Data records Start Marker

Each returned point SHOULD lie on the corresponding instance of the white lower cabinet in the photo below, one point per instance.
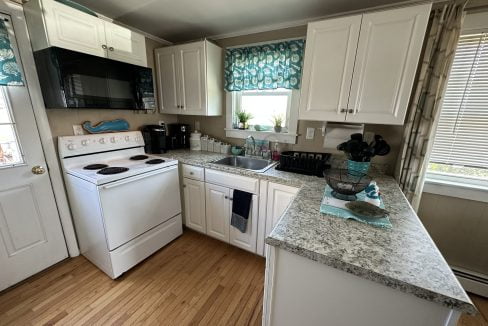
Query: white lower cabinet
(194, 200)
(218, 211)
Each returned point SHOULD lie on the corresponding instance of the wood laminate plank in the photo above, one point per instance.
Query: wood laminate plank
(193, 280)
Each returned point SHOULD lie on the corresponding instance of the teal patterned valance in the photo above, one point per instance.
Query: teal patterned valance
(269, 66)
(9, 69)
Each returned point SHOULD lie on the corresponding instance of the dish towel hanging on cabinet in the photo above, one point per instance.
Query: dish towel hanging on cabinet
(241, 206)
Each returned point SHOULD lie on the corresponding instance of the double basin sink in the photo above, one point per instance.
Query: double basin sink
(248, 163)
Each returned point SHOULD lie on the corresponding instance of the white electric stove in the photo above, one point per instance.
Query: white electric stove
(125, 203)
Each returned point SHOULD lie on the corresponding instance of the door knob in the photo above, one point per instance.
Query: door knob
(38, 169)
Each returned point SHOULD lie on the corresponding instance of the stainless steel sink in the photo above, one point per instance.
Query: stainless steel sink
(249, 163)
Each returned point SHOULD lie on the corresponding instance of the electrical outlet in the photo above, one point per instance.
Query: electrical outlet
(310, 133)
(77, 130)
(368, 136)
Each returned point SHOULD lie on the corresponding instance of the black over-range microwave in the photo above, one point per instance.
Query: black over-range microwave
(71, 79)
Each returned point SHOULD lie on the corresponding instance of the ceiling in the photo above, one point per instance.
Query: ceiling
(183, 20)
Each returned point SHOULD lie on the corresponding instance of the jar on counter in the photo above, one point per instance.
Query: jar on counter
(195, 141)
(217, 146)
(204, 143)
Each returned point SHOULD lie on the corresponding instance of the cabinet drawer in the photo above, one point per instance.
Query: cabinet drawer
(193, 172)
(232, 181)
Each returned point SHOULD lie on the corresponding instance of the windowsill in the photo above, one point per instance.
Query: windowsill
(440, 185)
(282, 137)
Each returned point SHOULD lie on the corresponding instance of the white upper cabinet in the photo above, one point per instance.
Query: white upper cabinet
(327, 72)
(190, 79)
(52, 23)
(125, 45)
(361, 68)
(386, 62)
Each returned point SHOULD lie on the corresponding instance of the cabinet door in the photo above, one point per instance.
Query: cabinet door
(279, 197)
(193, 76)
(218, 211)
(194, 198)
(247, 240)
(327, 72)
(125, 45)
(72, 29)
(166, 71)
(387, 58)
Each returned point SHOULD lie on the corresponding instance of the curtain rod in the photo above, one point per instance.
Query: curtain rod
(245, 45)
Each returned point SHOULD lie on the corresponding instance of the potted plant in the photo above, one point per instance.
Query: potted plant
(243, 118)
(359, 152)
(277, 122)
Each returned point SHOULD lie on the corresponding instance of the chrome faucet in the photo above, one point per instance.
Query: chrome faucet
(253, 144)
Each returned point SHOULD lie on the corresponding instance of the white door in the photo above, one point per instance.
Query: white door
(247, 240)
(125, 45)
(328, 68)
(194, 197)
(193, 76)
(168, 87)
(218, 211)
(74, 30)
(387, 58)
(279, 197)
(31, 238)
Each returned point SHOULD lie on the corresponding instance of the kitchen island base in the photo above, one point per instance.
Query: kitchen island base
(300, 291)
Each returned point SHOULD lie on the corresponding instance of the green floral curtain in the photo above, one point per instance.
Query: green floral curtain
(269, 66)
(9, 70)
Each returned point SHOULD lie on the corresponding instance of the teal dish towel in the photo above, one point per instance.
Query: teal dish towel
(333, 206)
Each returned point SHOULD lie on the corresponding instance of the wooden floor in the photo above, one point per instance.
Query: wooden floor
(194, 280)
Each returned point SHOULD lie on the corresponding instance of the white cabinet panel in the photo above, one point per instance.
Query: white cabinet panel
(328, 68)
(387, 57)
(168, 88)
(192, 72)
(74, 30)
(279, 198)
(218, 211)
(125, 45)
(194, 198)
(247, 240)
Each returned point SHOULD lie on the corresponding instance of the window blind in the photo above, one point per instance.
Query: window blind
(462, 133)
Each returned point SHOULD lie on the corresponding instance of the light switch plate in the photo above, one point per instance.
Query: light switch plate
(77, 130)
(310, 133)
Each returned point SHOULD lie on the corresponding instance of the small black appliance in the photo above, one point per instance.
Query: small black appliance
(155, 139)
(179, 135)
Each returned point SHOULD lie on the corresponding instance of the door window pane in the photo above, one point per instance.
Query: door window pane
(10, 153)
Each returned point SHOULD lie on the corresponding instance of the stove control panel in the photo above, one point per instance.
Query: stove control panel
(96, 143)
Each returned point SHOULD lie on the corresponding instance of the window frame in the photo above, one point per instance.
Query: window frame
(454, 185)
(288, 135)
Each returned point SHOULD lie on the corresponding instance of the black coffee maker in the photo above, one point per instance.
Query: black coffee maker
(178, 135)
(155, 139)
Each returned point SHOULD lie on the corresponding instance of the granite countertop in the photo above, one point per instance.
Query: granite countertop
(404, 257)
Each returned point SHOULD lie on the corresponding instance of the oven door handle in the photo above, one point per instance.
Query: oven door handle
(138, 177)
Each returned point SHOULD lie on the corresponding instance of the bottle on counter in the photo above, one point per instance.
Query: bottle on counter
(195, 141)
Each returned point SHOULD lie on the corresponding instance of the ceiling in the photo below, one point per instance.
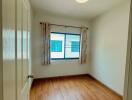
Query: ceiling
(71, 8)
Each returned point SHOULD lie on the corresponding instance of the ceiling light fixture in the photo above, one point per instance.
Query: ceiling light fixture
(81, 1)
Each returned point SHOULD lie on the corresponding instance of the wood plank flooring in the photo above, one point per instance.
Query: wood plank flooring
(71, 88)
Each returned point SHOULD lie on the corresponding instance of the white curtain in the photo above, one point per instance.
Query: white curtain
(83, 45)
(45, 27)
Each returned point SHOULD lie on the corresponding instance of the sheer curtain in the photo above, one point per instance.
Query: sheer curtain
(83, 45)
(45, 28)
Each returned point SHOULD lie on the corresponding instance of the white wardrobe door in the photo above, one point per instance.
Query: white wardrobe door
(9, 68)
(19, 49)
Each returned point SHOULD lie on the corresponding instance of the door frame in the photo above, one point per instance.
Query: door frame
(128, 73)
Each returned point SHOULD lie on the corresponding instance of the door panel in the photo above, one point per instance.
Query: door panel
(9, 68)
(19, 49)
(25, 43)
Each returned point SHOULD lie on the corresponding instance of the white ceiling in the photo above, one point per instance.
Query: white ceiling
(71, 8)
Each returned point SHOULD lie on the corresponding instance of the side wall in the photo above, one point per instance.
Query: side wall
(57, 68)
(109, 46)
(1, 61)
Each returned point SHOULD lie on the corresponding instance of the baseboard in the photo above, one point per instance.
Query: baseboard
(106, 86)
(65, 76)
(68, 76)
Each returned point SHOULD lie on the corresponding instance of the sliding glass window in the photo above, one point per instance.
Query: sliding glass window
(64, 46)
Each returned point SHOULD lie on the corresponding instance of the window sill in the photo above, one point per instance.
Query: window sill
(65, 59)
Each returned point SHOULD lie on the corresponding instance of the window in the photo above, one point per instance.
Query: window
(56, 46)
(64, 46)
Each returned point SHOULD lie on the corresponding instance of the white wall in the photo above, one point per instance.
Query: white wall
(57, 68)
(1, 65)
(109, 46)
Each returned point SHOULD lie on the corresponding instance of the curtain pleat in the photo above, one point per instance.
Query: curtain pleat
(46, 42)
(83, 45)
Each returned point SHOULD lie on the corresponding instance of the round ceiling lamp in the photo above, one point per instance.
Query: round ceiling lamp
(81, 1)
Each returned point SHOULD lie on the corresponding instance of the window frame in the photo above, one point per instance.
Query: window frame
(65, 58)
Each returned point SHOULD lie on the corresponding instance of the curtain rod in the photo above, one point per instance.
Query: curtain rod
(64, 25)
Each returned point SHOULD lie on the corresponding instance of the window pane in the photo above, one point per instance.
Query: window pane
(57, 45)
(72, 46)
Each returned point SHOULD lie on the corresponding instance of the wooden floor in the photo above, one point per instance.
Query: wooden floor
(71, 88)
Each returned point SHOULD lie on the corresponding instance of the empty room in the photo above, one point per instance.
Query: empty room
(65, 50)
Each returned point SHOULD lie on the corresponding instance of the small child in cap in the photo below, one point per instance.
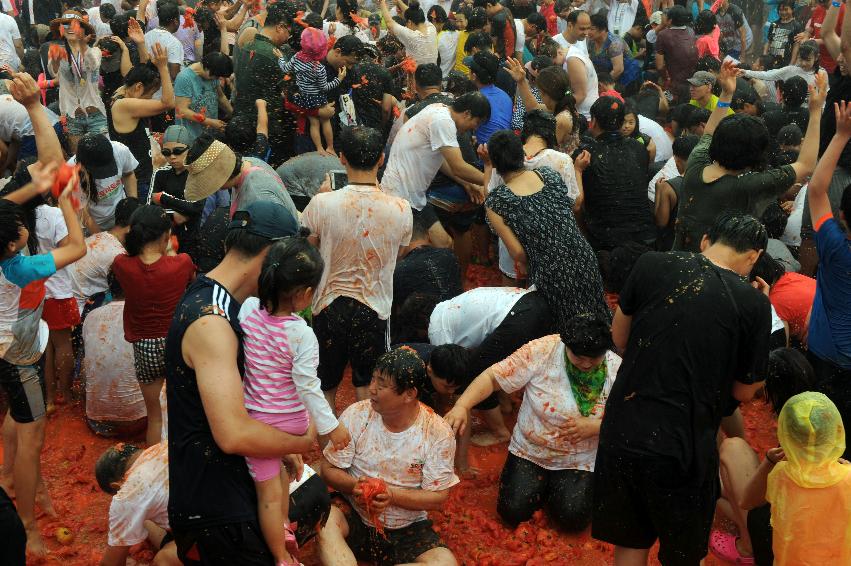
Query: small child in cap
(313, 86)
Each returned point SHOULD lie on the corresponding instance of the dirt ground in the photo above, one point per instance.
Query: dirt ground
(468, 523)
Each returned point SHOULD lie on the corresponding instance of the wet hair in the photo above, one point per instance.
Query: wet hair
(124, 210)
(144, 73)
(502, 31)
(241, 133)
(291, 264)
(810, 49)
(845, 204)
(457, 83)
(768, 268)
(739, 142)
(600, 22)
(506, 152)
(789, 373)
(475, 103)
(112, 465)
(476, 19)
(554, 82)
(742, 232)
(573, 17)
(362, 147)
(608, 113)
(706, 22)
(684, 145)
(428, 75)
(452, 363)
(587, 335)
(283, 13)
(168, 13)
(774, 220)
(478, 40)
(148, 223)
(679, 15)
(542, 124)
(794, 91)
(106, 12)
(11, 224)
(412, 319)
(118, 25)
(708, 63)
(218, 64)
(405, 368)
(697, 117)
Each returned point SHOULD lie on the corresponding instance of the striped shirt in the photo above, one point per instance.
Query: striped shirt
(311, 79)
(281, 358)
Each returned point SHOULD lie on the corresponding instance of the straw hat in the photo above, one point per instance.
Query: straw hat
(69, 16)
(210, 171)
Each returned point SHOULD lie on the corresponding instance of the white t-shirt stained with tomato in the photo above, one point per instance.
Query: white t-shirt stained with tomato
(144, 496)
(415, 155)
(421, 457)
(548, 401)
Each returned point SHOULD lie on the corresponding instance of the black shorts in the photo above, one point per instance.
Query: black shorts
(427, 215)
(639, 501)
(348, 331)
(24, 386)
(401, 546)
(224, 545)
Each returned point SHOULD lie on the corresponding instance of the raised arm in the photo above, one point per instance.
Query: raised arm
(817, 194)
(210, 348)
(727, 80)
(806, 161)
(24, 89)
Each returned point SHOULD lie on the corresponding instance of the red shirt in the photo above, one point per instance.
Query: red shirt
(792, 297)
(549, 12)
(819, 12)
(151, 292)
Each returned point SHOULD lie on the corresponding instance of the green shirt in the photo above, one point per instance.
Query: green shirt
(713, 102)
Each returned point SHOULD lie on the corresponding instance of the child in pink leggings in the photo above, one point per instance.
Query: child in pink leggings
(281, 385)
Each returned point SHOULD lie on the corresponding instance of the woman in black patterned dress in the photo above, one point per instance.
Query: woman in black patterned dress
(532, 213)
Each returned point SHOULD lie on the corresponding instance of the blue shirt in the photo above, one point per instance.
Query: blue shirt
(830, 322)
(501, 108)
(23, 270)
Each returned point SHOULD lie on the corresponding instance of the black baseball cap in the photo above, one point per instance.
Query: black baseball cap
(266, 219)
(94, 152)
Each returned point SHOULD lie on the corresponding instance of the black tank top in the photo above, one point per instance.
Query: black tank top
(206, 486)
(139, 143)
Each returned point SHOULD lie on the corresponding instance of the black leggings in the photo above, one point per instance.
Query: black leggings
(524, 487)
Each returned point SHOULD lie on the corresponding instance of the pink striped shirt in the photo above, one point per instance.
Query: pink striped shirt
(281, 359)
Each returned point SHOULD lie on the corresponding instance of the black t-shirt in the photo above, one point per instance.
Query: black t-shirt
(427, 270)
(206, 486)
(695, 329)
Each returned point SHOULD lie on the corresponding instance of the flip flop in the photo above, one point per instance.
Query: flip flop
(723, 545)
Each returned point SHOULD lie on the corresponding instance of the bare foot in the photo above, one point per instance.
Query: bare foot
(487, 439)
(35, 544)
(43, 501)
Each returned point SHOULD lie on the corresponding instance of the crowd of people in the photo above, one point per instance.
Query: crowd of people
(210, 209)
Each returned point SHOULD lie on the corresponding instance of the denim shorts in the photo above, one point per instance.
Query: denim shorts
(92, 124)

Data records End Marker

• Assignment:
Extract every line above containing the word "below".

• Answer section:
Each returned point SHOULD lie on the corresponding instance of the white lower cabinet in the photo below, one point per instance.
Each returned point SHOULD lie on the corresponding instance of the ceiling in the photo below, one point per instance.
Each returned point SHOULD lie on the corresponding instance of the small child in cap in the photo below, one point per instance.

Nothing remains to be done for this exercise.